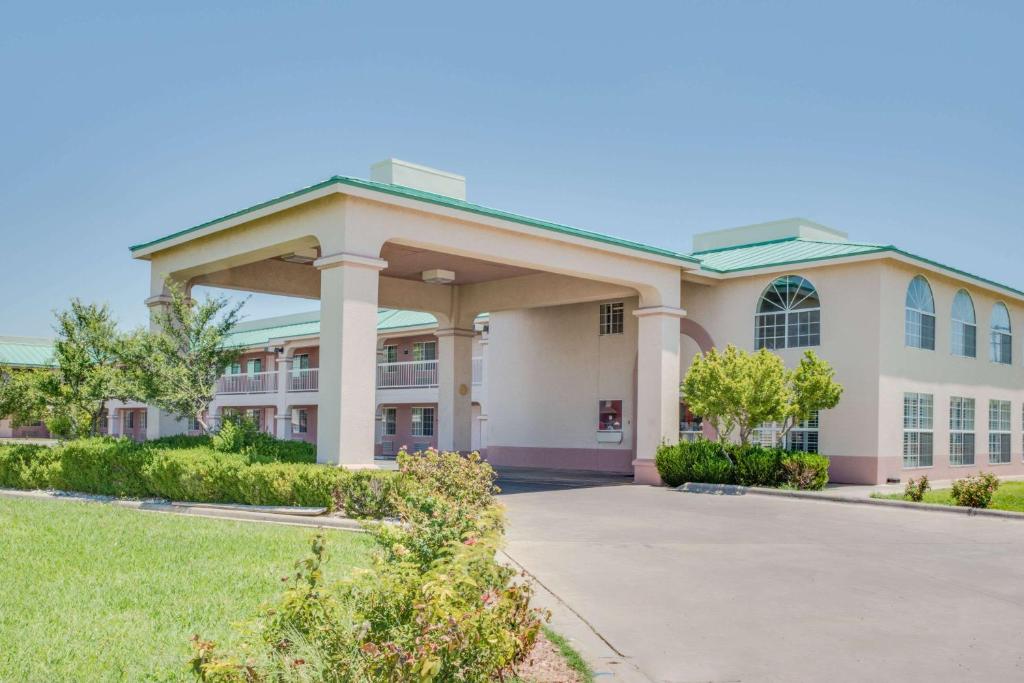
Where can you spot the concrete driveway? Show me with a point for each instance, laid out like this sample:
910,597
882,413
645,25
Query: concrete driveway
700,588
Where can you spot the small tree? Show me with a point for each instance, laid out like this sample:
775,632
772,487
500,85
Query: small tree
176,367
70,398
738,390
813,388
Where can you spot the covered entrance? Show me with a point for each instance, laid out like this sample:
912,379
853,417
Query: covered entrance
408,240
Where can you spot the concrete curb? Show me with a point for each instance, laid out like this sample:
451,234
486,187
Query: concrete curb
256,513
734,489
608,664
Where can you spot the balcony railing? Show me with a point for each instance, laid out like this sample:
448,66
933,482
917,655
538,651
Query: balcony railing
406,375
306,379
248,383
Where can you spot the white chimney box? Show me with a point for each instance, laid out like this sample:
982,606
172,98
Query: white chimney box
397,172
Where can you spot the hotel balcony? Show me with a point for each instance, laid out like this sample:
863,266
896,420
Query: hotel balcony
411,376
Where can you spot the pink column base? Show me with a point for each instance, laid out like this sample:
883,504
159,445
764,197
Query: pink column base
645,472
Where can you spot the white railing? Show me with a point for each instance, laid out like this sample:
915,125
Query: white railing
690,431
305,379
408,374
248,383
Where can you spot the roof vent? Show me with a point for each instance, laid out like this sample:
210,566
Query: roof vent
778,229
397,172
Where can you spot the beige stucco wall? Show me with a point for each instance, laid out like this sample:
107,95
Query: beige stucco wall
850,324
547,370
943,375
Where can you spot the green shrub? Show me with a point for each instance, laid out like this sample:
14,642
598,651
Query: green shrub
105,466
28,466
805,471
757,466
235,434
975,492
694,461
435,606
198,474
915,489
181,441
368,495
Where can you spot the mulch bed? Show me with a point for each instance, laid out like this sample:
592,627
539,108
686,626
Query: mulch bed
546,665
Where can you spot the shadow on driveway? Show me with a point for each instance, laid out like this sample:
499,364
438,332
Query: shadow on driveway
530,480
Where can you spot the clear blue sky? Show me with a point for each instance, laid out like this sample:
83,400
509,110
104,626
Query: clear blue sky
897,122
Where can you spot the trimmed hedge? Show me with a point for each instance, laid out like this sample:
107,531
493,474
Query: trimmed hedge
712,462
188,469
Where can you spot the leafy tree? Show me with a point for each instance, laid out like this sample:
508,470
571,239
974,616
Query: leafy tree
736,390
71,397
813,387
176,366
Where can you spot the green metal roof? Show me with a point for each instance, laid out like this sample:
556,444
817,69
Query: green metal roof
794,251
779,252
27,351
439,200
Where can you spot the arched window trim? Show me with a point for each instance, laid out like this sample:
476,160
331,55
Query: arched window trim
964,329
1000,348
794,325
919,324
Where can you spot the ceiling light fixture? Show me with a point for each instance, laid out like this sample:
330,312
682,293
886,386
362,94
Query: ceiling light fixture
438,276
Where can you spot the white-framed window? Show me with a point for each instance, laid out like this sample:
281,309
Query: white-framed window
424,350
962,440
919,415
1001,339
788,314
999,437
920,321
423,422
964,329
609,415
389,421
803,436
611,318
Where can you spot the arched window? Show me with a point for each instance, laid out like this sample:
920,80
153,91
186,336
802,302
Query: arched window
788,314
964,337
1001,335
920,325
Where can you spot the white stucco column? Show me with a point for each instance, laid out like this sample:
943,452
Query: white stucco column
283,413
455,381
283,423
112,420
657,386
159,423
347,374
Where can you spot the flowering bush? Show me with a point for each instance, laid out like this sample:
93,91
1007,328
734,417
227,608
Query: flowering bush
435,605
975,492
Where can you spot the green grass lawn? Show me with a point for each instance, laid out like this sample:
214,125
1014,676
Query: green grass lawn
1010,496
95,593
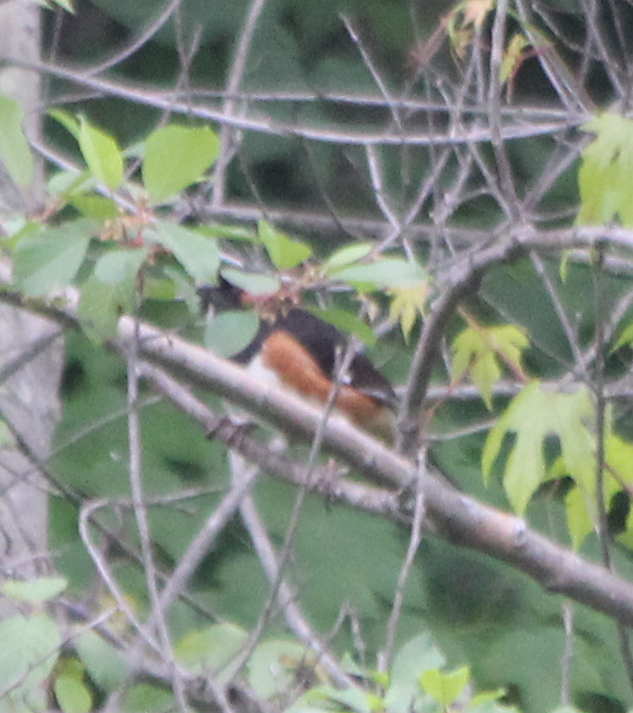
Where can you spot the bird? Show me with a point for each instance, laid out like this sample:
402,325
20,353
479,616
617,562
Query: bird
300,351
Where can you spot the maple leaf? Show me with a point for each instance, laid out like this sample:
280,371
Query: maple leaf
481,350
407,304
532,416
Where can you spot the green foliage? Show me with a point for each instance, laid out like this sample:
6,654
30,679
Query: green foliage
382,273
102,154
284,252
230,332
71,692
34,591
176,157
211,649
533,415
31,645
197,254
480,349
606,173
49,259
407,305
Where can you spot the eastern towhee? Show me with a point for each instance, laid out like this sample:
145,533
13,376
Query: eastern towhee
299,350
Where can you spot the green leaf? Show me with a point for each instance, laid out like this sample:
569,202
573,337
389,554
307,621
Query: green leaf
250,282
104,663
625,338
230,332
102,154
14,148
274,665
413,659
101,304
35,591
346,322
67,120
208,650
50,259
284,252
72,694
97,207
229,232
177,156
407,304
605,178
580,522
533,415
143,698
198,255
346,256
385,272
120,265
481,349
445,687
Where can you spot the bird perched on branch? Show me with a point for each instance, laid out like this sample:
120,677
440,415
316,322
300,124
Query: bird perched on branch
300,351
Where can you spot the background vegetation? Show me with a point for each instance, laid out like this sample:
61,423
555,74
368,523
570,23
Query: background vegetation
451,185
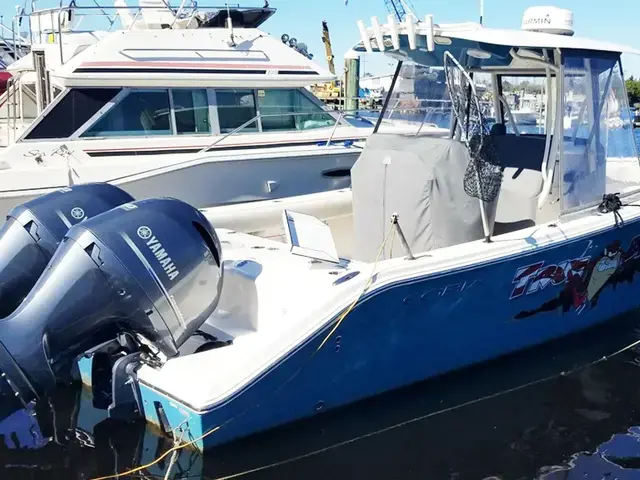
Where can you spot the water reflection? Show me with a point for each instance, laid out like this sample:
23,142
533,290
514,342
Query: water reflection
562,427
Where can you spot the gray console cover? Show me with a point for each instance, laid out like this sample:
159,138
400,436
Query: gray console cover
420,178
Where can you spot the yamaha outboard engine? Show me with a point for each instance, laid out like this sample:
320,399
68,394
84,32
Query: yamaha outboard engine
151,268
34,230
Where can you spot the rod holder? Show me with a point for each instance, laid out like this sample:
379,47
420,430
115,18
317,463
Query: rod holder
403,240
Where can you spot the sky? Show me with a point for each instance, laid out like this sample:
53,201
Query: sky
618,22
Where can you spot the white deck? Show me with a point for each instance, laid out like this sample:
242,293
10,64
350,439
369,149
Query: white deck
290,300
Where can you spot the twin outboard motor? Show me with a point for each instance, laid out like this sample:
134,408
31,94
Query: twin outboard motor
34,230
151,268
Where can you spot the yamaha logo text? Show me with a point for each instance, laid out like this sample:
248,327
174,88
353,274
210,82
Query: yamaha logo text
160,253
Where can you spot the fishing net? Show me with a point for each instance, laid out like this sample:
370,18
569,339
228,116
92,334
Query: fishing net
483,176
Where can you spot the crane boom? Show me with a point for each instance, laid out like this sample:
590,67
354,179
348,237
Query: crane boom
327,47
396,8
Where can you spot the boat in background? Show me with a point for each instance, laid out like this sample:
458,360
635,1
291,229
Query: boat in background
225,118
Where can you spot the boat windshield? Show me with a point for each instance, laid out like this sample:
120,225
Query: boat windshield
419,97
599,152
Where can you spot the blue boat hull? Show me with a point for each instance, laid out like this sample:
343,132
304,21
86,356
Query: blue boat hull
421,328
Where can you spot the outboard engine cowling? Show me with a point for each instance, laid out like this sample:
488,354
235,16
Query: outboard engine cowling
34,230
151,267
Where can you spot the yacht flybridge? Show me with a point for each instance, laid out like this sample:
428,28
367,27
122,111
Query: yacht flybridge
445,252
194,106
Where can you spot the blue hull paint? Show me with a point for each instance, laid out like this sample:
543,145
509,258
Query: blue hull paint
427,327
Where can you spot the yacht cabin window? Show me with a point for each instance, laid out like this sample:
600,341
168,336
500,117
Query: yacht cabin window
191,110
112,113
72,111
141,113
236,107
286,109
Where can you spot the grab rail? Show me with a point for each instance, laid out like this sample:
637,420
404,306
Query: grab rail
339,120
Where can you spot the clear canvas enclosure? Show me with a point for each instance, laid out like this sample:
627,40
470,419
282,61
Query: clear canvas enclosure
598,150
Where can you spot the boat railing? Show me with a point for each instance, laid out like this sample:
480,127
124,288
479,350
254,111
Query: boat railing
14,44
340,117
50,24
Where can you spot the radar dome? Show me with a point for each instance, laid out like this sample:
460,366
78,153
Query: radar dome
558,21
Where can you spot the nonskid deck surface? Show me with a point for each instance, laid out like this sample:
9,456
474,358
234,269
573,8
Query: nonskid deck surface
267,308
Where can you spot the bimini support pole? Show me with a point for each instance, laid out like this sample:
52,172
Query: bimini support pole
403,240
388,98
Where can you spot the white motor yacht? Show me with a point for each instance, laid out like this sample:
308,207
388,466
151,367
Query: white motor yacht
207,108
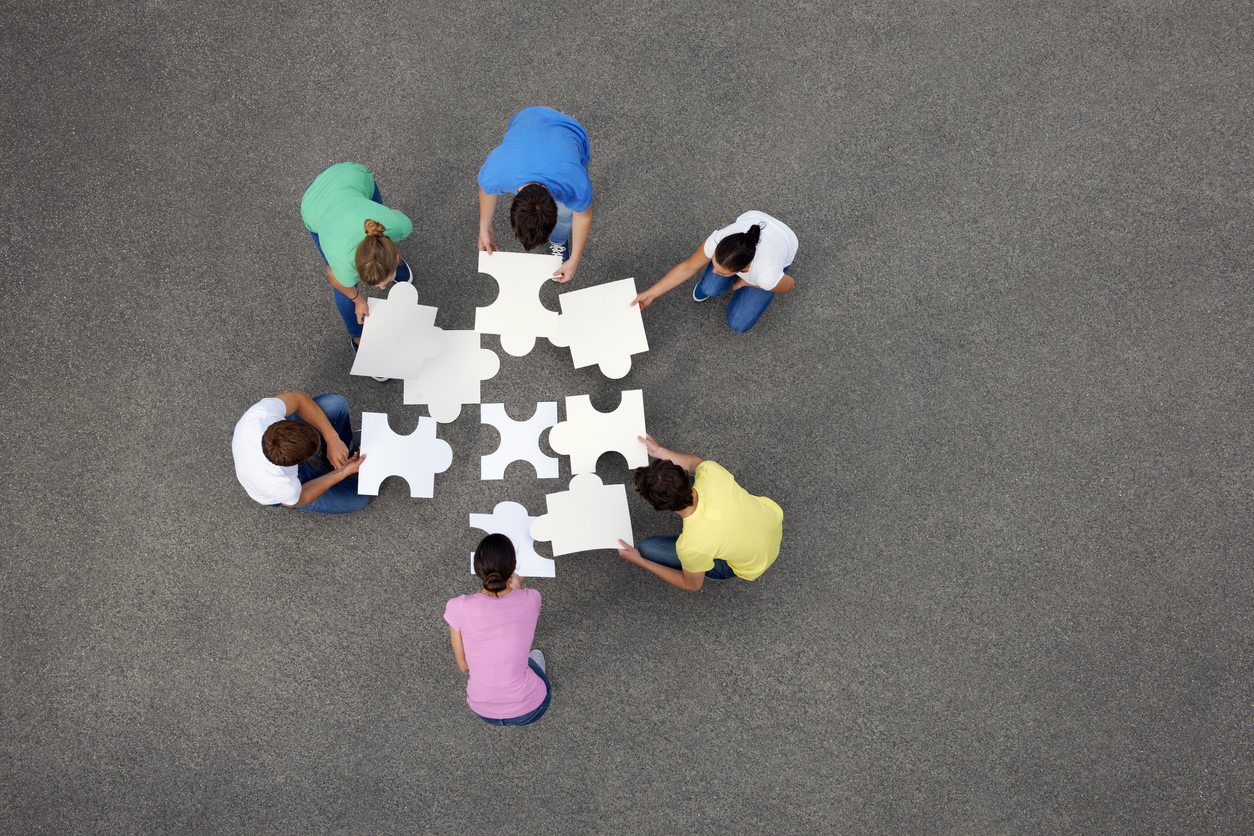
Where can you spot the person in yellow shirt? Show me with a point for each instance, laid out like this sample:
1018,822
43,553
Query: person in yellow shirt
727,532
☆ ☆ ☆ ☆
What the exercise asks = Copy out everything in the material from the line containing "Where can you spot the nonskid" down to the end, swapping "bimini support pole" for "bimini frame pole" and leaving all else unchanged. Leave the picture out of your answer.

Answer in full =
Where can you spot the nonskid deck surface? Show me with a point for each instance, laid out like this sample:
9,456
474,358
234,269
573,8
Query: nonskid deck surface
267,308
Where can you spot the bimini frame pole? Show me with a point for each instance, laid out like this sample:
52,172
Query: bimini frame pole
403,240
388,98
Where can you spot the white motor yacht? Show me with a point for each instance, laid out like this sample:
308,207
388,466
151,367
Query: white motor yacht
207,108
Where can you spot the person in yellow shirt? Show me with a point for each instance, laid out like this sample:
1018,822
43,553
Query: person in yellow shirt
727,532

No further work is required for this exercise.